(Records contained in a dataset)
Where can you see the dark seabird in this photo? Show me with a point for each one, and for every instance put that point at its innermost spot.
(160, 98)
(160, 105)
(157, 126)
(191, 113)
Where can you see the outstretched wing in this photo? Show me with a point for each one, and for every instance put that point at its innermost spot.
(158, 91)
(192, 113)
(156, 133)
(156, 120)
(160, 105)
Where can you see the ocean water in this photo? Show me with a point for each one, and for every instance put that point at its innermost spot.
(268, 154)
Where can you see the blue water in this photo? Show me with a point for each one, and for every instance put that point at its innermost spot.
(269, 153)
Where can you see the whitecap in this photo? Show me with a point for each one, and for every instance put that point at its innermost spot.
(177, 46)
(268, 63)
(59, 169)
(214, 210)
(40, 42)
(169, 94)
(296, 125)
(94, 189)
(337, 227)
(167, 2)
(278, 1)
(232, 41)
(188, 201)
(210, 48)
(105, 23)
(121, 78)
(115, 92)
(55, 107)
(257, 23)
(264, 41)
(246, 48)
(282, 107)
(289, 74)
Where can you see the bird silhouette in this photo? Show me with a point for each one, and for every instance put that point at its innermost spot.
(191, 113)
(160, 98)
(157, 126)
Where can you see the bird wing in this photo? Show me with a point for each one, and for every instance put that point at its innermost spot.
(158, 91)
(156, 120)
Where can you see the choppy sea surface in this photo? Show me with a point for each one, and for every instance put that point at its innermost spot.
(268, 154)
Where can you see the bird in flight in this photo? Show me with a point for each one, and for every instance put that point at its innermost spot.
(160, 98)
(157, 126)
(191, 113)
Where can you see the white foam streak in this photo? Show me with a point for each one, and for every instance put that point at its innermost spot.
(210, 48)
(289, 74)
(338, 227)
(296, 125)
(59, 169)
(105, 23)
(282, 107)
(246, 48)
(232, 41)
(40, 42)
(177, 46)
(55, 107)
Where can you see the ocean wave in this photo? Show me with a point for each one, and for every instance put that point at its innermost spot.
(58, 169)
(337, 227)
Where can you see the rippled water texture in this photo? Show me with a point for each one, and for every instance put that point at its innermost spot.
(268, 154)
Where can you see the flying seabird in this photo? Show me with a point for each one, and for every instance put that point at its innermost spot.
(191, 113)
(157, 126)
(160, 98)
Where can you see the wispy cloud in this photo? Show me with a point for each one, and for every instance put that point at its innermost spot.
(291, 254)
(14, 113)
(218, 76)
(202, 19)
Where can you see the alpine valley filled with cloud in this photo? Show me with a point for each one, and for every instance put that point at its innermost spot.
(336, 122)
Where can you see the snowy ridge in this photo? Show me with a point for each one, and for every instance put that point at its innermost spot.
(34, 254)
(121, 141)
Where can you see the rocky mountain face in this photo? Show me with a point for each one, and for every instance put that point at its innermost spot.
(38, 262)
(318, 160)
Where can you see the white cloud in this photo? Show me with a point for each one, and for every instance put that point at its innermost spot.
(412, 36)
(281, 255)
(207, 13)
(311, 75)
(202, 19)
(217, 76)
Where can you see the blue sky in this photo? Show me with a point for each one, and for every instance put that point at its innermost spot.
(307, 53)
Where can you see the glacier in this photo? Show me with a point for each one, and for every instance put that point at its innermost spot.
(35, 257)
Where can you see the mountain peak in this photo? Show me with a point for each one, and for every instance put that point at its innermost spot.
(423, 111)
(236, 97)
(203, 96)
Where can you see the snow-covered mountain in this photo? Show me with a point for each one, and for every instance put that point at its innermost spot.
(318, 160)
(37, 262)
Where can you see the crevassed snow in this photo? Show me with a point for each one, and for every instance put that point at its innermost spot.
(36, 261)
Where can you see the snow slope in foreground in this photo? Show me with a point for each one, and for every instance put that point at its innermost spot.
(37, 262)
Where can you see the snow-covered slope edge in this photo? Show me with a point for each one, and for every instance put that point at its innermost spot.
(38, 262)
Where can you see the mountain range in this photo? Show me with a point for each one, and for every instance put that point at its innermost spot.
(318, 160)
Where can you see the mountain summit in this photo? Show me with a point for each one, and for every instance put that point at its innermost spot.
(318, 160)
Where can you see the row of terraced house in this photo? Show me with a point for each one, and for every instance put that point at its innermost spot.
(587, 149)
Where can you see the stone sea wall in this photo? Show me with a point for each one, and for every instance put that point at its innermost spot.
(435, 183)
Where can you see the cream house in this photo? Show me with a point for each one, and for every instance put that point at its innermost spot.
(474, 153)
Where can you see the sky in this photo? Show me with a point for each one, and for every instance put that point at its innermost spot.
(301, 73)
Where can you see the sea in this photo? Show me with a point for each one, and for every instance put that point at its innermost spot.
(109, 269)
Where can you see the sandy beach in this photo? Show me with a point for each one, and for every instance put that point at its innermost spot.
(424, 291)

▶ [To do] Nothing but the lines from the one with "Where can you see the mountain summit" to the last line of the data should appear in the answer, each exactly as it stands.

▶ [Solution]
Where can you see the mountain summit in this photo? Show me with a point for each one, and for every instance put that point at its innermost spot.
(318, 160)
Where can you see the row of terraced house in this photo? Show me with a point for each one, and for every instance put that point at its innermost spot.
(587, 149)
Where can you see the stone sea wall in this photo? Show me with a point for each one, and for every instance put that point at its innermost spot.
(435, 183)
Where can you see the cream house in this photo? Show me with a point for each one, and for every instance put that point at its innermost spot.
(474, 153)
Where can you see the sky in this photo? Show me with a point for each one, and for every instance put that point at its innermost spot.
(301, 73)
Where can you see the sea in this photo? Show me with a point for each one, and for every instance put that point at its innermost spot.
(109, 269)
Where can you see the sandy beach in this photo? Show me with a point for each one, and for every instance put that point at its innermost spot.
(424, 291)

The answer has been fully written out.